Work request
Transcribe the records below in full; pictures stay out of the copy.

Entries supplied section start

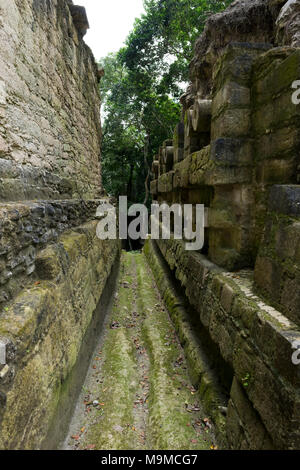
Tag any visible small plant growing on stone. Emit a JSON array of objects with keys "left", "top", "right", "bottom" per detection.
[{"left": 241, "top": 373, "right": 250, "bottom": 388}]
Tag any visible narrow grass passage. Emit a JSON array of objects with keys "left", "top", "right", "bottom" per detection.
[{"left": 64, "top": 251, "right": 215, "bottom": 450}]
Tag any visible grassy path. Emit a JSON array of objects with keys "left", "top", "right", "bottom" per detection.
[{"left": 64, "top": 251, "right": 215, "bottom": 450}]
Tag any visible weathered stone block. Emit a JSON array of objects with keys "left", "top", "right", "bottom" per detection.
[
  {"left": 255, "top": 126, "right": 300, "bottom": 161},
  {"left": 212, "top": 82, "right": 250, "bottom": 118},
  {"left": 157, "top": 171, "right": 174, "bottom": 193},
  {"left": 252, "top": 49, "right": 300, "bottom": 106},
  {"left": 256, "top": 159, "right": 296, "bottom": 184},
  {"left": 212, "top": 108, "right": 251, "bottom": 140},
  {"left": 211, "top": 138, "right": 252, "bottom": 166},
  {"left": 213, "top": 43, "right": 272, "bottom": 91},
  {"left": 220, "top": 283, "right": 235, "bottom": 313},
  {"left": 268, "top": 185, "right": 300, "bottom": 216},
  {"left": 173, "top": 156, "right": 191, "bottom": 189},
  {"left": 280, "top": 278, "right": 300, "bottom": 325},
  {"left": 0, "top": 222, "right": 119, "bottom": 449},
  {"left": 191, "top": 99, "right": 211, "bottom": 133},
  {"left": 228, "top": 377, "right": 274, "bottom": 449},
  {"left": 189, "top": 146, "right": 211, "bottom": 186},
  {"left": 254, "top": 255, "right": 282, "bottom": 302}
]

Entries supplied section end

Your response
Tag any visible small plant growing on stone. Emit a JSON array of objects with keys "left", "top", "right", "bottom" per detection.
[{"left": 241, "top": 373, "right": 250, "bottom": 388}]
Tag any visible narrow grass passage. Emit a JSON array of objects with keys "left", "top", "right", "bottom" per detection.
[{"left": 64, "top": 251, "right": 215, "bottom": 450}]
Tag any visible grassy path. Emit a JSON array of objects with keys "left", "top", "right", "bottom" per detection.
[{"left": 64, "top": 251, "right": 215, "bottom": 450}]
Tag any visible weathered stone block. Emit a JSON array of objects with keys "left", "top", "right", "bottom" per detection.
[
  {"left": 255, "top": 126, "right": 300, "bottom": 161},
  {"left": 212, "top": 82, "right": 250, "bottom": 118},
  {"left": 157, "top": 171, "right": 174, "bottom": 193},
  {"left": 252, "top": 49, "right": 300, "bottom": 106},
  {"left": 256, "top": 159, "right": 296, "bottom": 184},
  {"left": 212, "top": 108, "right": 251, "bottom": 140},
  {"left": 211, "top": 138, "right": 252, "bottom": 166},
  {"left": 213, "top": 43, "right": 272, "bottom": 91},
  {"left": 220, "top": 283, "right": 235, "bottom": 313},
  {"left": 268, "top": 185, "right": 300, "bottom": 216},
  {"left": 173, "top": 156, "right": 191, "bottom": 189},
  {"left": 280, "top": 278, "right": 300, "bottom": 325},
  {"left": 0, "top": 222, "right": 119, "bottom": 449},
  {"left": 191, "top": 99, "right": 211, "bottom": 133},
  {"left": 228, "top": 377, "right": 274, "bottom": 449},
  {"left": 189, "top": 146, "right": 211, "bottom": 186},
  {"left": 254, "top": 255, "right": 282, "bottom": 302}
]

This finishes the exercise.